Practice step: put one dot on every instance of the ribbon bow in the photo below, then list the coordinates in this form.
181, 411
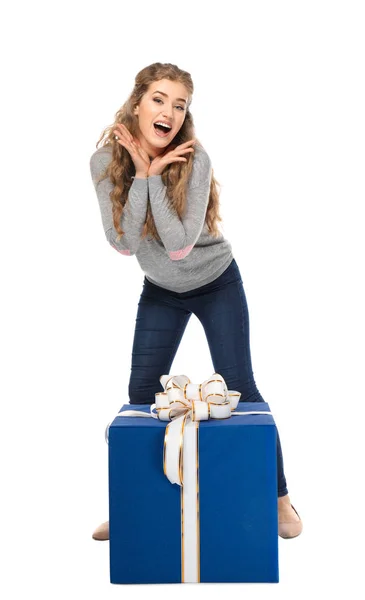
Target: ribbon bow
207, 400
182, 402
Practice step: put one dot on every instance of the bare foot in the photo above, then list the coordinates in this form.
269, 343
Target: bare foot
102, 532
290, 523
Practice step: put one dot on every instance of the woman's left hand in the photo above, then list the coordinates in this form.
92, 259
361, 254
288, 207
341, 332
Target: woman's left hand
159, 163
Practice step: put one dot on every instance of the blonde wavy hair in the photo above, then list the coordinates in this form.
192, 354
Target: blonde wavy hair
175, 176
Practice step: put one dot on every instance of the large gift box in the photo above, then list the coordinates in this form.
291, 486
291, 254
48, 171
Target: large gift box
193, 490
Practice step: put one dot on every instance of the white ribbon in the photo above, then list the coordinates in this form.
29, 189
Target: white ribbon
184, 404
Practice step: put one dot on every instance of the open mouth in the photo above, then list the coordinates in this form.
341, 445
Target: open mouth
161, 131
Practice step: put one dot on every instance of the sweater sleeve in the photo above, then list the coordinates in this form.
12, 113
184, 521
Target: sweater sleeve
179, 235
134, 211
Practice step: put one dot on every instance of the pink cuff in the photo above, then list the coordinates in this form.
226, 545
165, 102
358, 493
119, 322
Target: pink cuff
179, 254
125, 252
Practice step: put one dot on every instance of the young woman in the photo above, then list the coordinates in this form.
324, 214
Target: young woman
159, 201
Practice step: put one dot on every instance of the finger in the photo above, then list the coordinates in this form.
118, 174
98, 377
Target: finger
122, 128
185, 144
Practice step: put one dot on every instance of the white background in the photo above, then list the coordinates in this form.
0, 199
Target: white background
279, 106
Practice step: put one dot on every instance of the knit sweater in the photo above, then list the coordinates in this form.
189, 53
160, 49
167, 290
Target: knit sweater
187, 256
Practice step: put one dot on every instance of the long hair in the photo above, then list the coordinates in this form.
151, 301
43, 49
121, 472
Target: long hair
175, 175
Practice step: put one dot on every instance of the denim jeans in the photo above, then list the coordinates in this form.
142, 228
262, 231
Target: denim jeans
221, 307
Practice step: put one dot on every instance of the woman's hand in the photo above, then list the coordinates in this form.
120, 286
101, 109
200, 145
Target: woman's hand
158, 164
139, 156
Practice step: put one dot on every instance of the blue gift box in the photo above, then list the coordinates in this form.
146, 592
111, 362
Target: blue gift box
237, 509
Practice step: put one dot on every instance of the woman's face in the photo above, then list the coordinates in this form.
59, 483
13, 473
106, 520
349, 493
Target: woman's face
164, 101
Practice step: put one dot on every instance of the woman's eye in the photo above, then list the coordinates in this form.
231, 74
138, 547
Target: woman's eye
159, 100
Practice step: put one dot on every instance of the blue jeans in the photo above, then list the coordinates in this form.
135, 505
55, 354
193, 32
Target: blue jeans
221, 307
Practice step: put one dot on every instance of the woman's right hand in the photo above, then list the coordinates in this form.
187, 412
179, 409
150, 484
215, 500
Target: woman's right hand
139, 156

## AIM OF THE EXERCISE
Do not include images; quote all of the entries above exactly.

## YOUR SOLUTION
Practice step: put one dot on every instance of the ribbon bow in the photo below, then list the coordinates in this form.
181, 411
Target: ribbon bow
207, 400
182, 402
Practice step: put one dot on every instance of the bare foot in the photo above, then list the coordinates in this form.
269, 343
Target: bare foot
102, 532
290, 523
Practice step: put one dot on every instance of the woman's left hand in the photo above, then list the coordinates in this form.
92, 259
361, 254
288, 207
341, 332
Target: woman's left hand
159, 163
Practice step: put one dot on every instance of the blonde wavy hair in the photo above, then list the coordinates in this form.
192, 354
Target: blonde wavy hair
175, 176
Practice step: put one dot on every instance of the large gift box in the photo above, then list the coordinates in this form.
291, 486
291, 254
48, 171
Target: large gift box
193, 490
Practice step: put one dot on every instance of the white ribbon in the photo above, then list the coordinates in this form.
29, 189
Target: white ribbon
184, 404
Practice step: put one dot on every instance of the open mouth in the photo above, then list the coordinates in this form.
341, 445
Target: open mouth
161, 131
Practice step: put one dot on every instance of the sweater sleeve in the photo above, then list the coordinates in this form.
12, 113
184, 521
Target: sweater sleeve
179, 235
134, 211
Practice step: put one dot on every instance of the pink cuff in the photo above, then list the coordinates in this form.
226, 545
165, 102
358, 493
119, 322
Target: pink cuff
179, 254
125, 252
Practice step: put one dot on every instance of the young woman in the photo above, then list the coordinates in this form.
324, 214
Target: young woman
159, 201
Practice step: put one dot on every instance of the finger in the photo above, then list the coordinates in this form.
118, 174
98, 377
Target: finger
122, 128
185, 144
Practice step: put one dot on every instance of the white background in the photo above, then list the coordinates in this form.
0, 199
Target: white background
279, 106
Practice step: put one dot on every instance of the knit sweater in the photo above, then list the coordinates in this form.
189, 53
160, 49
167, 290
Target: knit sweater
187, 256
Practice step: put one dot on every instance of the long hair in the photo above, then list the coordinates in this form.
151, 301
43, 49
121, 472
Target: long hair
175, 175
Practice step: put one dot on every instance of the denim jeans in the photo above, then list the coordinates in this form.
142, 228
262, 231
Target: denim jeans
221, 307
Practice step: put one dot on every instance of the woman's hand in the photo above, then list the coordinates in this form.
120, 286
101, 109
200, 145
Target: woman's hand
158, 164
139, 156
Practice step: put one dot on every instance of the blue gift box in the photo above, then list the coordinates in this form.
146, 592
111, 362
Target: blue gift box
237, 509
Practice step: put one dot on every instance of the woman's face in the photo above, then list the coordinates in this form.
59, 483
13, 473
106, 520
349, 493
Target: woman's face
164, 101
Practice step: put one dot on every instance of the woman's eye in the photo above, then list the coordinates in this form.
231, 74
138, 547
Target: woman's eye
159, 100
Practice step: put one dot on every instance of the blue jeans in the photo above, then list the coordinates in this form.
135, 505
55, 354
193, 32
Target: blue jeans
221, 307
Practice step: put one dot on every instance of the woman's right hand in the photo above, then list the coordinates in this form.
187, 412
179, 409
150, 484
215, 500
Target: woman's right hand
139, 156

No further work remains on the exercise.